Work instructions: Type out the material below exactly.

# START OF Given records

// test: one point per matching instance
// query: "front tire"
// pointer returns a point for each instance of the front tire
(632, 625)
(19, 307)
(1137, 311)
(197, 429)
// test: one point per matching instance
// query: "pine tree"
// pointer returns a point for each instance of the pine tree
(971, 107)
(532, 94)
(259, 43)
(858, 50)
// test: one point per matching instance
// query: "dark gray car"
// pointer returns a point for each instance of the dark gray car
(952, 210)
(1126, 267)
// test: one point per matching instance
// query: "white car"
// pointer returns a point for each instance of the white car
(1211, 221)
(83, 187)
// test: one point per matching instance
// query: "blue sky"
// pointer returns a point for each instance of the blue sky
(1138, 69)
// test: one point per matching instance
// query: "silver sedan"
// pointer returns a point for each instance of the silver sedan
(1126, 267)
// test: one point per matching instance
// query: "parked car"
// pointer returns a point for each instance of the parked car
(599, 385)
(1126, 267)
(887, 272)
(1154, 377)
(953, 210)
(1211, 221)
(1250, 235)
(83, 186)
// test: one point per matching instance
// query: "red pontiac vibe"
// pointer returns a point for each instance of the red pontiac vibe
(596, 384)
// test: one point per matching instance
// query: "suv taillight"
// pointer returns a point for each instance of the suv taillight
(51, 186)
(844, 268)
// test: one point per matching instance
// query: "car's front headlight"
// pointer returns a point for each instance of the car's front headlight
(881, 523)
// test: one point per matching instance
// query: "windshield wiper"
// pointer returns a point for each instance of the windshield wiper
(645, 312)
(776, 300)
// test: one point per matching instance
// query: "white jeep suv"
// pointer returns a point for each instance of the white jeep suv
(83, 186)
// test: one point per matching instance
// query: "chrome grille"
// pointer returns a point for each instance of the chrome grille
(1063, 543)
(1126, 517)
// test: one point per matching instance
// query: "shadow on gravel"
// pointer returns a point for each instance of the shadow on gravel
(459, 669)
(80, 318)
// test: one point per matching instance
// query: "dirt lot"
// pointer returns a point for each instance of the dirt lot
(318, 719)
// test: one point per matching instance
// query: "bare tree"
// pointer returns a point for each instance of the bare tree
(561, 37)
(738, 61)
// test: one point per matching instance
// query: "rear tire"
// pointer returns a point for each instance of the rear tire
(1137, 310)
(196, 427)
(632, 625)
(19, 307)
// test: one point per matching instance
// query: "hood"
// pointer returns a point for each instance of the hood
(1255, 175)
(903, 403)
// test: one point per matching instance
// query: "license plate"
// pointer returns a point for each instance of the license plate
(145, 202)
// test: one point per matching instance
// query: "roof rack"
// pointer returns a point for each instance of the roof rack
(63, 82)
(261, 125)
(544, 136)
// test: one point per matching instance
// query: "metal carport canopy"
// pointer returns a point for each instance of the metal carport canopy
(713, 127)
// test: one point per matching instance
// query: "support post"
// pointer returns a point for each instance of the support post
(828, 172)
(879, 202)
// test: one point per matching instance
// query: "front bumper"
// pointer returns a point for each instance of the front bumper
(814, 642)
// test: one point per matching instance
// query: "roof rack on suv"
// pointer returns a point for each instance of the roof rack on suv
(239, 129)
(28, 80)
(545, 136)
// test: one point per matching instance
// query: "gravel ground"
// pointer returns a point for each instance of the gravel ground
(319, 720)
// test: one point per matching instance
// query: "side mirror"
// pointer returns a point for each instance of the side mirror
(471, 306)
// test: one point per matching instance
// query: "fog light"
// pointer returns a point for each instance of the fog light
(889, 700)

# END OF Given records

Right answer:
// test: one point per matching instance
// query: "front tire"
// pointer returns a point for each instance of the front tire
(632, 625)
(19, 307)
(1137, 311)
(197, 429)
// test: one point per matching instance
// query: "pine tree"
// pointer returns a point for each instance of the pine tree
(971, 107)
(532, 94)
(259, 43)
(858, 50)
// test: one point per matching instance
// query: "dark gray car"
// pointer returns a point for each instance of the dark gray car
(952, 210)
(1126, 267)
// test: one point per matching instance
// query: "white car"
// pointer returns a point for each instance of the white car
(1211, 221)
(83, 187)
// test: one point per matching instance
// query: "blue sky"
// pointer returns a point for each instance of the blue sky
(1138, 69)
// test: one point per matching instance
// query: "silver sedan"
// pointer returns a point for each instance of the silver sedan
(1126, 267)
// test: one point per matching instance
// query: "parked car"
// pointer returns a point for each instance of the parked car
(599, 385)
(1126, 267)
(887, 272)
(1154, 377)
(953, 210)
(1211, 221)
(1250, 235)
(83, 186)
// test: one point per matching instance
// query: "red pontiac vibe"
// pointer returns a point for each instance of the red pontiac vibe
(596, 384)
// test: one point per matching instance
// query: "suv taillight"
// pointer returns a point for each instance of the suv taillight
(51, 186)
(844, 268)
// test: one point per matching instance
// query: "car's front headlight"
// pointer returns a point for each instance of the car's front headlight
(881, 523)
// test: one point per matching instance
// query: "windshield wiper"
// pointer returns a point for each instance of the windshield wiper
(645, 312)
(776, 300)
// test: one point per matching instance
// query: "white jeep suv"
// pointer returns a point for each instance of the white jeep suv
(83, 186)
// test: one point per matching instance
// query: "chrome grille"
// pointer returns a point for each instance of the chrome grille
(1063, 543)
(1126, 517)
// test: one point per matching instance
// query: "shadow on gravel"
// pointer returns a point for each instance of the shadow on gravel
(459, 669)
(80, 318)
// test: one point per matching instance
// query: "dirt lot"
// pointer returns a point for each instance of the dirt lot
(318, 719)
// test: one point per matching instance
// query: "bare tree"
// pointer returns a point for each instance of the bare tree
(561, 37)
(738, 61)
// test: one point per matching instance
// query: "rear tire"
// pointer returns a point for each instance of the rear tire
(1137, 310)
(196, 427)
(632, 625)
(19, 307)
// test: one point per matching instance
// query: "hood"
// pointer returns a point for each instance of the hood
(1255, 175)
(903, 403)
// test: one point per matching instance
// query: "license plate"
// pointer returns a point for each instance of the license plate
(145, 202)
// test: one point per matching instance
// query: "roof rack"
// pointer returns a point for each instance of the roof rack
(63, 82)
(261, 125)
(544, 136)
// test: one point per matching instance
// query: "metal carport canopy"
// pointer returns a point for each instance of the metal carport canopy
(713, 127)
// test: one point per matching instance
// query: "support post"
// pointer returns a point for each instance of the support post
(828, 172)
(879, 202)
// test: one point per matching instance
// query: "front bumper"
// pointer returns a point for each instance of the front bumper
(814, 642)
// test: one point per matching instance
// query: "roof rack on suv"
// pointer returns a point for each instance of the roof rack on suv
(239, 129)
(28, 80)
(545, 136)
// test: one point per matching instance
// query: "gravel ground"
// pointer returns a point for each instance of the gravel ground
(319, 720)
// test: one point per matching instance
// query: "side mirror"
// pointer returns a point for each instance of the side mirror
(471, 306)
// test: one point per matching instance
// query: "fog light"
// pointer returns a point for each instance of the fog light
(889, 700)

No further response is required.